Work instructions: Copy everything in the doll review from "Character Options came" down to "out of luck.", substituting "resale market" for "secondary market".

Page extract:

+-------+

Thirteen and the TARDIS published on No Comments on Thirteen and the TARDIS

Character Options came out with a 10″ Thirteenth Doctor. After seeing how gay and dorky @natalunasans’ looked, I decided to get my own. I knew that, if I hesitated, the Doctor would probably increase in price on the secondary market, as the 1:6 scale Tenth Doctor and Martha Jones dolls have, and I’d be shit out of luck.

The Thirteen doll bears a very recognizable likeness to the actor Jodie Whittaker. The expression is neutral, tending slightly to the befuddled and definitely dweeby. I like it! Molded hair, tucked behind one ear on one side and partly obscuring the face on the other, is simply, but effectively sculpted. Body is sculpted more for function than form, but it’s all generally in scale. Right hand is sculpted to hold included sonic screwdriver, while left is in an open, neutral position.

The fabric outfit replicates the character’s dress with a few concessions to ease of use. Thirteen wears a long-sleeve white undershirt and a black T-shirt with rainbow stripes over that. These two pieces have been combined by Character Options into one piece, over which is a partly lined blue-grey trench with rainbow lapel trim, functional lined hood, and nonfunctional pockets. The high-waisted blue culottes Velcro in the front and have separate thin yellow ribbons for suspenders. There are molded brown boots with molded socks.

Paint is very simple on the face, with long dark eyebrows, unadorned eyes, and lips in a neutral orangey shade. I haven’t been paying attention to promo pics, but I’m pretty sure the character wears at least some more eyeliner. The character’s hairstyle with brown roots showing is approximated with a pale yellow layer over a brown plastic base. The yellow is too striking; I’ll have to work on this.

+-------+

Data shown:
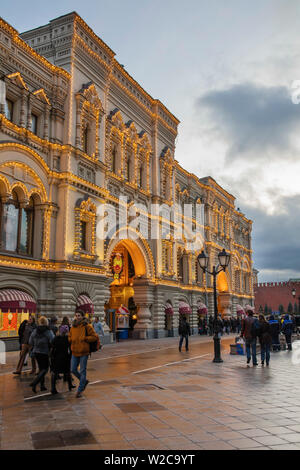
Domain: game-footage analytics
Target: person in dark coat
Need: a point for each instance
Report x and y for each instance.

+-------+

The reply:
Character Options came out with a 10″ Thirteenth Doctor. After seeing how gay and dorky @natalunasans’ looked, I decided to get my own. I knew that, if I hesitated, the Doctor would probably increase in price on the resale market, as the 1:6 scale Tenth Doctor and Martha Jones dolls have, and I’d be shit out of luck.